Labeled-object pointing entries
◆ ◆ ◆ ◆

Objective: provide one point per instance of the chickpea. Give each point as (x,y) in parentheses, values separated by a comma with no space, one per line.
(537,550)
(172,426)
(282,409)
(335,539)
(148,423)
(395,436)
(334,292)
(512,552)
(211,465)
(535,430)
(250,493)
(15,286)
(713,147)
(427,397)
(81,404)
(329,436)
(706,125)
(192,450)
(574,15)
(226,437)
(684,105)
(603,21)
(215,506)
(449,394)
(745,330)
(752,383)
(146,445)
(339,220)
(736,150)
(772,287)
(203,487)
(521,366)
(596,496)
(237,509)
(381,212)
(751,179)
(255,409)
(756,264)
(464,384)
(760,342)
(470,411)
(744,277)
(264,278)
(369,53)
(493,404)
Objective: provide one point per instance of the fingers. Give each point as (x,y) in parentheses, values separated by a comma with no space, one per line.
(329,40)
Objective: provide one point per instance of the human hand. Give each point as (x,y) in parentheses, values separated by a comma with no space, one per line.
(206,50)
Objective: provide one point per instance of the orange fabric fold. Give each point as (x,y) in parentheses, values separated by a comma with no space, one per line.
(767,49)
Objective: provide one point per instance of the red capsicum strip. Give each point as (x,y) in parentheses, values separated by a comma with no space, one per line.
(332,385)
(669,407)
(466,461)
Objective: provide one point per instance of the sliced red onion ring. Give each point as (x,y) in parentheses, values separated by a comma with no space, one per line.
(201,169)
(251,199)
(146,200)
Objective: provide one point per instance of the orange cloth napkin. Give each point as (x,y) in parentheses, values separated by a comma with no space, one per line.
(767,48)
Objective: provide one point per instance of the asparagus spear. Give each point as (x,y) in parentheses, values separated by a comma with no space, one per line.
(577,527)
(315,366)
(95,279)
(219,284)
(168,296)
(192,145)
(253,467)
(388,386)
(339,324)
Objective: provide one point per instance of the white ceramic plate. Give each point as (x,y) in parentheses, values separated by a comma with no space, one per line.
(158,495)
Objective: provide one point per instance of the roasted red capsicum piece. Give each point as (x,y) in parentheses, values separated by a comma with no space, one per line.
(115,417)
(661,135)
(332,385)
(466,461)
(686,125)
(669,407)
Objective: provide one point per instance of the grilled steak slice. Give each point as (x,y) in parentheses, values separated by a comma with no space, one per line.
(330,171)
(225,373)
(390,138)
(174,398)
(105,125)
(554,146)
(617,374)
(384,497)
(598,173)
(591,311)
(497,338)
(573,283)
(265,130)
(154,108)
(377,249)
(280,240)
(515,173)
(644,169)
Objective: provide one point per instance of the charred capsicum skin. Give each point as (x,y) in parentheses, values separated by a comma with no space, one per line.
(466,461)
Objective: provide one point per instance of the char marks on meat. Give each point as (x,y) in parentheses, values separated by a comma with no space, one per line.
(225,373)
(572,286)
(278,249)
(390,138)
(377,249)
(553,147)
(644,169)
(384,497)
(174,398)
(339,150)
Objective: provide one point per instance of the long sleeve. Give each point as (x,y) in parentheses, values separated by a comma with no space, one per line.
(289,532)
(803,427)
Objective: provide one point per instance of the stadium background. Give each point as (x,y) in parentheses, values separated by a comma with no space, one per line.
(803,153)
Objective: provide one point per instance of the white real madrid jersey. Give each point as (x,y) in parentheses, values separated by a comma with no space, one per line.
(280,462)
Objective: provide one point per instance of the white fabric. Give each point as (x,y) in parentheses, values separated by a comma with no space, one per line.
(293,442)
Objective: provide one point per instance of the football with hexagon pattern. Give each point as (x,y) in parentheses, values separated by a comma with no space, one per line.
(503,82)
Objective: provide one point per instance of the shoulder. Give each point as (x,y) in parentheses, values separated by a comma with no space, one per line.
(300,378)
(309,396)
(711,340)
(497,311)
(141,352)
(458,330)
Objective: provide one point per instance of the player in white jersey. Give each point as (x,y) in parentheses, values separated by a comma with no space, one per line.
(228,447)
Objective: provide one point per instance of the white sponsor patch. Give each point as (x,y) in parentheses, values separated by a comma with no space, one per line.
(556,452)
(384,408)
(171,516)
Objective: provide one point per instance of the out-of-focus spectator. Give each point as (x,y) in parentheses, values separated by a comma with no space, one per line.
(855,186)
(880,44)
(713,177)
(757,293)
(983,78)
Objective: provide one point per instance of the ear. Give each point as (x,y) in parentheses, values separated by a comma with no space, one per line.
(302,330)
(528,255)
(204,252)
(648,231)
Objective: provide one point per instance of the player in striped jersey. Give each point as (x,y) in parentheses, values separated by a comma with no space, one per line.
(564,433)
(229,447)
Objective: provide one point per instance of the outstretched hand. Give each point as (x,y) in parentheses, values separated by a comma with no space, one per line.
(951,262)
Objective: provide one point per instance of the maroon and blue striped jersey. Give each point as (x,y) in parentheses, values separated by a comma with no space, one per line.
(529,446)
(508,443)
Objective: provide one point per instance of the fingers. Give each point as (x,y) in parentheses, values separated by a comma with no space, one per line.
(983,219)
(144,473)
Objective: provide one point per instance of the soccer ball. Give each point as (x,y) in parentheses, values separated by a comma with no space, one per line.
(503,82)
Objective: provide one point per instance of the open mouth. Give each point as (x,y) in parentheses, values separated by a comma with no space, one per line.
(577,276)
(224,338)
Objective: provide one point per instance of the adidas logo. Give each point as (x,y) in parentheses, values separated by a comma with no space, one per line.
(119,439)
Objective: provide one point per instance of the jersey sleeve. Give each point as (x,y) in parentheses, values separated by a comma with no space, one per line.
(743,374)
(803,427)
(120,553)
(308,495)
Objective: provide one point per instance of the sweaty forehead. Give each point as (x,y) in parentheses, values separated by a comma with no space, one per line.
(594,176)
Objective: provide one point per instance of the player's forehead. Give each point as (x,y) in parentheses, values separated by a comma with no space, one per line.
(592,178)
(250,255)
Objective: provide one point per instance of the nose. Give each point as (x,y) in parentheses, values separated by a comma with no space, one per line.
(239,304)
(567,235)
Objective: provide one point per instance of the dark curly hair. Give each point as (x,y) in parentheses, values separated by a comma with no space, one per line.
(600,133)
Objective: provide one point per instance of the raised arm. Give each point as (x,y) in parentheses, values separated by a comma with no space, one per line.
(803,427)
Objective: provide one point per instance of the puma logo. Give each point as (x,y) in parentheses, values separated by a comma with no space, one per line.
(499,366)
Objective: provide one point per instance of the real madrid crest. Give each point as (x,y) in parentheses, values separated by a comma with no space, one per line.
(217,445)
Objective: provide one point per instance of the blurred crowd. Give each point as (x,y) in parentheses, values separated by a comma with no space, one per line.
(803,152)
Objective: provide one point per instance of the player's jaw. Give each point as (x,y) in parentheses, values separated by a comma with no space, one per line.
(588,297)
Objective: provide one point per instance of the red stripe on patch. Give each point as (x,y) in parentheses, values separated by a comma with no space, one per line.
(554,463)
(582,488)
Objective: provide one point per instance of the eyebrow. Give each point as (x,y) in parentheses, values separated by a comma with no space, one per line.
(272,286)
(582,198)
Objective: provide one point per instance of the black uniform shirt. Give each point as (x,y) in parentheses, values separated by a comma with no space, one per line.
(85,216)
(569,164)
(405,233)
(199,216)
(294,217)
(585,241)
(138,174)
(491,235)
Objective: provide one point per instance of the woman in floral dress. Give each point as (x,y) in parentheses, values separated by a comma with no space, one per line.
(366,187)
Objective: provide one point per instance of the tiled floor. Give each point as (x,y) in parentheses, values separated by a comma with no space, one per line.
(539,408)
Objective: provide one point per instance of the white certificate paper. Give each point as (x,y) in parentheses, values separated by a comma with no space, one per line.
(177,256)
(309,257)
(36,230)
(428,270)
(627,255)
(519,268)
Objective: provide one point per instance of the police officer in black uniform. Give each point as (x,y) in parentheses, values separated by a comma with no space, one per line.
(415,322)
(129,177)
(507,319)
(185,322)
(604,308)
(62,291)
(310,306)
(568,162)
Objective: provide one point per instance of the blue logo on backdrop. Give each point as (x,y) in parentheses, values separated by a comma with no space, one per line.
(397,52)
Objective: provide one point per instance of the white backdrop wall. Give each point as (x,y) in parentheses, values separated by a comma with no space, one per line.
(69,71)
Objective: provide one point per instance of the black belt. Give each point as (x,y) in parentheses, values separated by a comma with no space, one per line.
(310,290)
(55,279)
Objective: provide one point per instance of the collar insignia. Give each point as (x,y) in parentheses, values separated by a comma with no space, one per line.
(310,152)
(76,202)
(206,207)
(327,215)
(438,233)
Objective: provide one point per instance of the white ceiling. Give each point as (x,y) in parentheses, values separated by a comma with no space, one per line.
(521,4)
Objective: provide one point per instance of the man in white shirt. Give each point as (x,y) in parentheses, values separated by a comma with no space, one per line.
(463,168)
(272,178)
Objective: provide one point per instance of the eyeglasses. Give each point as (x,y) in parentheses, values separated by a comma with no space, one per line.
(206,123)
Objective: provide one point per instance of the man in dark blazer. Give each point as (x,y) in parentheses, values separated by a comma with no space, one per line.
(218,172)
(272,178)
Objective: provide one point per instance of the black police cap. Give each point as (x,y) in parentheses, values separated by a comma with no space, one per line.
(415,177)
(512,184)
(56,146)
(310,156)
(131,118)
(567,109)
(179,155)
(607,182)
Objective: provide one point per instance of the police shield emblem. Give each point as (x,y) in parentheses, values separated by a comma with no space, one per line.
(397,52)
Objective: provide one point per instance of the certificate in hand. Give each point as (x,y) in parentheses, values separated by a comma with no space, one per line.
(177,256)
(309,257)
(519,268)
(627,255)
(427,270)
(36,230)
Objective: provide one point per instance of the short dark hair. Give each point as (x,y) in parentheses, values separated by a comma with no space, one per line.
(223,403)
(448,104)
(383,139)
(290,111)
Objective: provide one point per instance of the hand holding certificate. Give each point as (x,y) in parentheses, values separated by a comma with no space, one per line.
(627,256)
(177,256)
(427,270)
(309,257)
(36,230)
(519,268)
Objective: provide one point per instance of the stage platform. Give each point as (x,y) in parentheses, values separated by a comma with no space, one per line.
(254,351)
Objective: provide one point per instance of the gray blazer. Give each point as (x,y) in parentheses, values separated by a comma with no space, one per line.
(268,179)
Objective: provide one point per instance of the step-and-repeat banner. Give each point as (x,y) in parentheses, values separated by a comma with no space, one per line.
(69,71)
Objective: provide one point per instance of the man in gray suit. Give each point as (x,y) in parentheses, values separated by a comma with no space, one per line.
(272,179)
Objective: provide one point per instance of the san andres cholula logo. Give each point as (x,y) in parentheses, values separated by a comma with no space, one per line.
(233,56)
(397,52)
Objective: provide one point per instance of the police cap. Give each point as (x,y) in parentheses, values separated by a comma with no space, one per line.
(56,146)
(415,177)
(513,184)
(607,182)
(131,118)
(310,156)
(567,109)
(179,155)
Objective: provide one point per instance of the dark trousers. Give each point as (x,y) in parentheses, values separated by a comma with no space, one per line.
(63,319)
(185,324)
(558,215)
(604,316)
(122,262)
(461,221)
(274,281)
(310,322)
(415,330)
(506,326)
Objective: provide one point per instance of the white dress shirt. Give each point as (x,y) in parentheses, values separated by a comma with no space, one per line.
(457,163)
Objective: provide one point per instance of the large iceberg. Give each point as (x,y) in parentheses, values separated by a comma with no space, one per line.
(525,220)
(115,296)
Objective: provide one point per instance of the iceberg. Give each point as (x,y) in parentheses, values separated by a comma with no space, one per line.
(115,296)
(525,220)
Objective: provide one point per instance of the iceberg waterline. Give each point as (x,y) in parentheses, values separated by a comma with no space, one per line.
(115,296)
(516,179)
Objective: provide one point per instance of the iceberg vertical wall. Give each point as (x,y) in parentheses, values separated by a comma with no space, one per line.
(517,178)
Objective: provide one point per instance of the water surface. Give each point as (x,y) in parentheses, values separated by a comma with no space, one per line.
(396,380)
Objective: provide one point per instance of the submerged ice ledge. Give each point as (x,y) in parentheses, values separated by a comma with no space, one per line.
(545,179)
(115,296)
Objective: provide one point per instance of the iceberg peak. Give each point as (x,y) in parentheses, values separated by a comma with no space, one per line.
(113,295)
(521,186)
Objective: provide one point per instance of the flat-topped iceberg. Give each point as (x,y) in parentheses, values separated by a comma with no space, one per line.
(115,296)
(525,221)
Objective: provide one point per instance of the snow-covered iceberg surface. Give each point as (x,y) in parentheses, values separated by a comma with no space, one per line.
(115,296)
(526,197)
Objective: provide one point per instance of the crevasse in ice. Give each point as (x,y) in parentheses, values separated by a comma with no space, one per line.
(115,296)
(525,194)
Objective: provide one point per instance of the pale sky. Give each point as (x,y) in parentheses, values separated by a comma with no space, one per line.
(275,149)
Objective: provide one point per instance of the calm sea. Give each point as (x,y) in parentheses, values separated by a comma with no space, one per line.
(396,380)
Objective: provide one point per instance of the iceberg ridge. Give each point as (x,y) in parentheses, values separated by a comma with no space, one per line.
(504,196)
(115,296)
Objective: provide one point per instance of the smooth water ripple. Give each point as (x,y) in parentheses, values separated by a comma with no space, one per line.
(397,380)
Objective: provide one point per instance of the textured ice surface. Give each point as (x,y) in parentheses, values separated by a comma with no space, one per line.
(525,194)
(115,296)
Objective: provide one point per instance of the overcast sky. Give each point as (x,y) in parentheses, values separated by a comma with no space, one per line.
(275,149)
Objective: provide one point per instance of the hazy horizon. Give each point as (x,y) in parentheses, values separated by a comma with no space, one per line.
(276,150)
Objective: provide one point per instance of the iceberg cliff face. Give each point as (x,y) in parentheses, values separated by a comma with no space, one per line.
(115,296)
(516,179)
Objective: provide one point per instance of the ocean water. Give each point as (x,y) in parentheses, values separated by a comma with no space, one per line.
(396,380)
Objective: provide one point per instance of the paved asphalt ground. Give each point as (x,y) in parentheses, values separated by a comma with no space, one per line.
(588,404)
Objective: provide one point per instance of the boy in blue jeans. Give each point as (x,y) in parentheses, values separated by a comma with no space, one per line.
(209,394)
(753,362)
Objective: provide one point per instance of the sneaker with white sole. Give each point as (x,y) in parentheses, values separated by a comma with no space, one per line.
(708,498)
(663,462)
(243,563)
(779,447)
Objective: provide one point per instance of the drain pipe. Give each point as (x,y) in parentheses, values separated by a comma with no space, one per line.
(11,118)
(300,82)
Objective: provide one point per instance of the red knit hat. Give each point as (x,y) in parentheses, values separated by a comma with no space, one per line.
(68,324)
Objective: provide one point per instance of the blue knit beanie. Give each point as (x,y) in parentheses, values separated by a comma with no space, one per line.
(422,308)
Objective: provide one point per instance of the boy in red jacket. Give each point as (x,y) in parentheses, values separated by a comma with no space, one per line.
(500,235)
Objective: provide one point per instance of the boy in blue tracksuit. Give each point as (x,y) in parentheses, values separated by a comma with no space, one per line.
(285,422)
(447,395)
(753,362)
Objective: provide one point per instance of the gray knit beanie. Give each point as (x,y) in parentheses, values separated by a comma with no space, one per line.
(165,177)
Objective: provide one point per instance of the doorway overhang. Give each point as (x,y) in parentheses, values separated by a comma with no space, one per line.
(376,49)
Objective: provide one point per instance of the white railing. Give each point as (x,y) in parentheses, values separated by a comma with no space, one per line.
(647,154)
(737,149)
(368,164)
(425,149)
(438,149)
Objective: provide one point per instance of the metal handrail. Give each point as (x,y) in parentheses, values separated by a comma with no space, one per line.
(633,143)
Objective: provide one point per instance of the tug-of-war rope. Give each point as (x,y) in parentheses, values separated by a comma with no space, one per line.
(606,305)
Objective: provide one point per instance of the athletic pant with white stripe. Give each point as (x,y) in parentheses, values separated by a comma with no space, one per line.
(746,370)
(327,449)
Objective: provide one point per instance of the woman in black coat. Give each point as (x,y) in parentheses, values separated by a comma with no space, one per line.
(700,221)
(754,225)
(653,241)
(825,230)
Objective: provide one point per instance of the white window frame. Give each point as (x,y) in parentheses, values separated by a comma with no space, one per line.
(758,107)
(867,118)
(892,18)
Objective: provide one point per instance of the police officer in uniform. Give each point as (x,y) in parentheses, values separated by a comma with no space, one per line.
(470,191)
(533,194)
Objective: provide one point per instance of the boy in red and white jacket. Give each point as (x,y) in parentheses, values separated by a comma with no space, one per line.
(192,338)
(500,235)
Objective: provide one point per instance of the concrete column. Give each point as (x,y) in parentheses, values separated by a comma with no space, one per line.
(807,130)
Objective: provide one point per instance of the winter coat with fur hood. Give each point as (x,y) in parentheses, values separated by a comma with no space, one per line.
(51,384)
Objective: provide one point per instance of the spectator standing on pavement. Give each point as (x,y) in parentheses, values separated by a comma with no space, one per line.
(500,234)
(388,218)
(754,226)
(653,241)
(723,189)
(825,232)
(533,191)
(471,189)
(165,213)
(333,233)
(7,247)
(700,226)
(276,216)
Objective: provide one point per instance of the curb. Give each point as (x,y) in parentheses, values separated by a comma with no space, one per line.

◆ ◆ ◆ ◆

(Prompt) Give exactly the lines from the one with "officer in uniform." to the end of the entries, nothing before them.

(The solution)
Objective: provide one point per instance of the police officer in uniform. Give each point as (x,y) in parentheses, values separated by a comma with no space, one per line.
(470,191)
(533,194)
Objective: provide one point per instance of the boy in red and white jacket. Give each point as (x,y) in parentheses, values separated by a comma with no space, one per line.
(192,338)
(500,235)
Objective: provide one point per instance of the concrete column. Give each point as (x,y) in parentheses, values separated by a comma with no space, one per line.
(807,130)
Objective: provide one point per instance of the winter coat with fur hood. Give each point as (x,y) in parentheses, values separated by a comma with no space, one per line.
(51,384)
Objective: provide one point per instance of the spectator standing on pavement. Give each point as (x,y) in parentheses, values separated by a comma with no space, one per line.
(500,234)
(388,218)
(754,226)
(653,241)
(723,189)
(825,232)
(533,191)
(471,189)
(165,213)
(333,233)
(7,247)
(700,226)
(276,216)
Objective: provide one point per instance of the curb. Give each point as (x,y) in parentheses, values separated by a comma with no space, one per line.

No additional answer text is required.